(RECORDS PROVIDED)

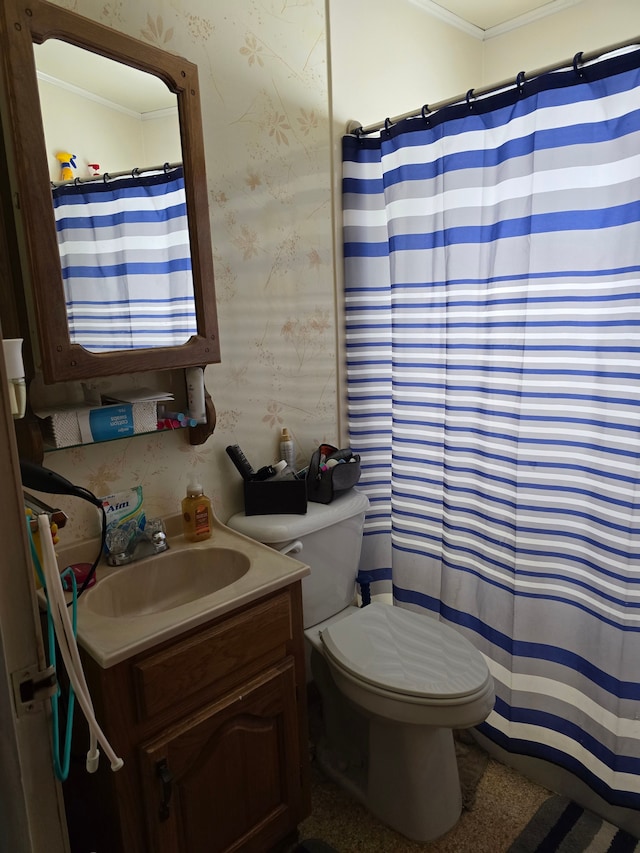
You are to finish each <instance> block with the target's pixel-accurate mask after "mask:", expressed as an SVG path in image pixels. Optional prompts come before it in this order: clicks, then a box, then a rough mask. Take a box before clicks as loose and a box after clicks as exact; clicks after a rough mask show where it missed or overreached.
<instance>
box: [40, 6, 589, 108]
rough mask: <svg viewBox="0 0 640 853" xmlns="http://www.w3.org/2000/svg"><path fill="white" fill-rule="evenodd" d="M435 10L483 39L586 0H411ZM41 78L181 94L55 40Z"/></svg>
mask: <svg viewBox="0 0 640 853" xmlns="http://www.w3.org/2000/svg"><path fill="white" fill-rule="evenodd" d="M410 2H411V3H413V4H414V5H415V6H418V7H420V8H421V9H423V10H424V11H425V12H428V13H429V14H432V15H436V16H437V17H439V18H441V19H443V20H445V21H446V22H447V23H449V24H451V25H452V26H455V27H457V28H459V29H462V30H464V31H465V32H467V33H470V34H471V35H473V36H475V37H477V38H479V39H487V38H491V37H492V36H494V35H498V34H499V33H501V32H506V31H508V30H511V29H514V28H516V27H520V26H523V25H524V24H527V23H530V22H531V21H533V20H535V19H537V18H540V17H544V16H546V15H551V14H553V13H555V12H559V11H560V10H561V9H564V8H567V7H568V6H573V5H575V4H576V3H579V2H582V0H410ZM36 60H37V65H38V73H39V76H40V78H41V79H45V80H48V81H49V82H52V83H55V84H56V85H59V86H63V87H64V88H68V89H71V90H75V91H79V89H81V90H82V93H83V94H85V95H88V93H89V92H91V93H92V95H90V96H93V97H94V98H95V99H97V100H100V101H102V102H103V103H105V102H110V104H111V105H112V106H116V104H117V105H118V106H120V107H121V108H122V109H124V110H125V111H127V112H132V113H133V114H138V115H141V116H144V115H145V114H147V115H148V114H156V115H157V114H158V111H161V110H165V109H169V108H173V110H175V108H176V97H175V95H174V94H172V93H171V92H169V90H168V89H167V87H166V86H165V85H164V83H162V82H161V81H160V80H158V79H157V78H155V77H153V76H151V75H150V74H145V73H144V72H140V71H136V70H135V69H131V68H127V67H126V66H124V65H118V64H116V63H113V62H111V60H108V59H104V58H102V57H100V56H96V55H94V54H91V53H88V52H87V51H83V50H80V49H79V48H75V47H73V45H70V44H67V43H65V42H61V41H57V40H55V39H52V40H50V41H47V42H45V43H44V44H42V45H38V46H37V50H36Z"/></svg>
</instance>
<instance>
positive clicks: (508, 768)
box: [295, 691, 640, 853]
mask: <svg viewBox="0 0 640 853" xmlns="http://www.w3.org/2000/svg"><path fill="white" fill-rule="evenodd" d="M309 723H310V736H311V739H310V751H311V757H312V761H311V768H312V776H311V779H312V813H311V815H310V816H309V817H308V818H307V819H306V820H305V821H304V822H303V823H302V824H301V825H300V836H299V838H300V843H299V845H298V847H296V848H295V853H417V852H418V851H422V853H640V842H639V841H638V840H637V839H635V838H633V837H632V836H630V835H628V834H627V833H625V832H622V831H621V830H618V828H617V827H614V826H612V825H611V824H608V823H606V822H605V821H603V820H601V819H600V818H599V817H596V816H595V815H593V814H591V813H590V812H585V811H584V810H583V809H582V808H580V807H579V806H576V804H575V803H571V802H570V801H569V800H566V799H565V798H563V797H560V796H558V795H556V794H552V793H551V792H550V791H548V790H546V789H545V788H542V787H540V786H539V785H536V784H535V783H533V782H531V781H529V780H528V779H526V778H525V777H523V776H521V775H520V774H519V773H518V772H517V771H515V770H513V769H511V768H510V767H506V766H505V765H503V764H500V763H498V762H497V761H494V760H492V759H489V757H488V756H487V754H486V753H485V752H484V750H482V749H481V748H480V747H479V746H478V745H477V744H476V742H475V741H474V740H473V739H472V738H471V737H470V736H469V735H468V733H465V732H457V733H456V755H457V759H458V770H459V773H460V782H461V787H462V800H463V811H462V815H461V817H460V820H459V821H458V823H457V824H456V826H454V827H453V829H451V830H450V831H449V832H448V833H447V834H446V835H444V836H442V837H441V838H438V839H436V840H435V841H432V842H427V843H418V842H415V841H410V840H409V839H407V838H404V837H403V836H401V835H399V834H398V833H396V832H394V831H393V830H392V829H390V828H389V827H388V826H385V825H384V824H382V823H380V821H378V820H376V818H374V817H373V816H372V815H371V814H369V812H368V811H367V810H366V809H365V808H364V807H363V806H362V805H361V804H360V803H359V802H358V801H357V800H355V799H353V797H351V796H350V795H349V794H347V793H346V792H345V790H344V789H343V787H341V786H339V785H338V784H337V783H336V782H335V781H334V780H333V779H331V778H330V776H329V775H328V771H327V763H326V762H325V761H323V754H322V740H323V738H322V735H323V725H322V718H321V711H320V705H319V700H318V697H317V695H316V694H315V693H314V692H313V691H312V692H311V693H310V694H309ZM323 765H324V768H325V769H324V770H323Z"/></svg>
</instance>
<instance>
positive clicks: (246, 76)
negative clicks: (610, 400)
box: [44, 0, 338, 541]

(End RECORDS PROVIDED)

▸ TASK BRIEF:
Convert the saved entries above into a Markdown table with the columns "Row" and "Line," one numbered row per line, skipping any blank lines. Leave the pictures out of the answer.

▸ TASK OUTPUT:
| Row | Line |
|---|---|
| 1 | You are to finish each <instance> block with the target's pixel-accurate mask after "mask:", expressed as an SVG path in image pixels. Optional prompts come before it in this order: clicks, then a box, then a rough mask. Take a box before clicks as loose and a box after clicks as exact; clicks after a rough mask show where it missed or overreached. |
| 2 | <instance> |
| 3 | box: [40, 6, 589, 108] |
| 4 | rough mask: <svg viewBox="0 0 640 853" xmlns="http://www.w3.org/2000/svg"><path fill="white" fill-rule="evenodd" d="M435 10L483 39L586 0H411ZM41 78L181 94L55 40Z"/></svg> |
| 5 | mask: <svg viewBox="0 0 640 853" xmlns="http://www.w3.org/2000/svg"><path fill="white" fill-rule="evenodd" d="M410 2H411V3H413V4H414V5H415V6H418V7H420V8H421V9H423V10H424V11H425V12H428V13H429V14H432V15H436V16H437V17H439V18H441V19H443V20H445V21H446V22H447V23H449V24H451V25H452V26H455V27H457V28H459V29H462V30H464V31H465V32H467V33H470V34H471V35H473V36H475V37H477V38H479V39H487V38H491V37H492V36H494V35H498V34H499V33H501V32H506V31H508V30H511V29H514V28H516V27H520V26H523V25H524V24H527V23H530V22H531V21H533V20H535V19H537V18H540V17H544V16H546V15H551V14H553V13H555V12H559V11H560V10H561V9H564V8H567V7H568V6H573V5H575V4H576V3H579V2H582V0H410ZM36 60H37V65H38V73H39V76H40V78H41V79H45V80H48V81H49V82H52V83H55V84H56V85H59V86H63V87H64V88H68V89H71V90H75V91H79V89H81V90H82V93H83V94H85V95H88V93H89V92H91V93H92V95H90V96H93V97H94V98H95V99H97V100H100V101H102V102H103V103H105V102H110V104H111V105H112V106H116V104H117V105H118V106H120V107H121V108H122V109H124V110H125V111H127V112H132V113H133V114H138V115H141V116H144V115H145V114H147V115H148V114H156V115H157V114H158V111H161V110H165V109H169V108H173V110H175V108H176V97H175V95H174V94H172V93H171V92H169V90H168V89H167V87H166V86H165V85H164V83H162V82H161V81H160V80H158V79H157V78H155V77H153V76H151V75H150V74H145V73H144V72H140V71H136V70H135V69H131V68H127V67H126V66H124V65H118V64H116V63H113V62H111V60H108V59H104V58H102V57H100V56H96V55H94V54H91V53H88V52H87V51H83V50H80V49H79V48H75V47H73V45H70V44H67V43H65V42H61V41H57V40H55V39H52V40H50V41H47V42H45V43H44V44H42V45H38V46H37V50H36Z"/></svg> |
| 6 | </instance> |
| 7 | <instance> |
| 8 | positive clicks: (508, 768) |
| 9 | box: [295, 691, 640, 853] |
| 10 | mask: <svg viewBox="0 0 640 853" xmlns="http://www.w3.org/2000/svg"><path fill="white" fill-rule="evenodd" d="M309 723H310V736H311V739H310V751H311V757H312V761H311V768H312V776H311V779H312V813H311V815H310V816H309V817H308V818H307V819H306V820H305V821H304V822H303V823H302V824H301V825H300V836H299V838H300V843H299V845H298V847H296V848H295V853H417V852H418V851H422V853H640V842H639V841H638V840H637V839H635V838H633V837H632V836H630V835H628V834H627V833H625V832H622V831H621V830H618V828H617V827H614V826H612V825H611V824H608V823H606V822H605V821H603V820H601V819H600V818H599V817H596V816H595V815H593V814H591V813H590V812H585V811H584V810H583V809H582V808H580V807H579V806H576V804H575V803H571V802H570V801H569V800H566V799H565V798H563V797H560V796H558V795H556V794H552V793H551V792H550V791H548V790H546V789H545V788H542V787H540V786H539V785H536V784H535V783H533V782H531V781H529V780H528V779H526V778H525V777H523V776H521V775H520V774H519V773H518V772H517V771H515V770H513V769H511V768H510V767H506V766H505V765H503V764H500V763H498V762H497V761H494V760H492V759H489V757H488V756H487V754H486V753H485V752H484V750H482V749H481V748H480V747H479V746H478V745H477V744H476V742H475V741H474V740H473V739H472V738H471V737H470V736H469V735H468V733H465V732H457V733H456V755H457V759H458V770H459V773H460V782H461V787H462V800H463V811H462V815H461V817H460V820H459V821H458V823H457V824H456V826H454V827H453V829H451V830H450V831H449V832H448V833H447V834H446V835H444V836H442V837H441V838H438V839H436V840H435V841H432V842H427V843H418V842H415V841H410V840H409V839H407V838H404V837H403V836H401V835H399V834H398V833H396V832H394V831H393V830H392V829H390V828H389V827H388V826H385V825H384V824H382V823H380V821H378V820H376V818H374V817H373V816H372V815H371V814H369V812H368V811H367V810H366V809H365V808H364V807H363V806H362V805H361V804H360V803H359V802H358V801H357V800H355V799H353V797H351V796H350V795H349V794H347V793H346V792H345V790H344V789H343V787H341V786H339V785H338V784H337V783H336V782H335V781H334V780H333V779H331V778H330V776H329V775H328V771H327V763H326V762H325V761H323V754H322V740H323V738H322V735H323V725H322V718H321V711H320V705H319V700H318V697H317V695H316V694H315V693H314V692H313V691H312V692H311V693H310V694H309ZM323 765H324V768H325V769H324V770H323Z"/></svg> |
| 11 | </instance> |
| 12 | <instance> |
| 13 | positive clicks: (246, 76) |
| 14 | negative clicks: (610, 400) |
| 15 | box: [44, 0, 338, 541] |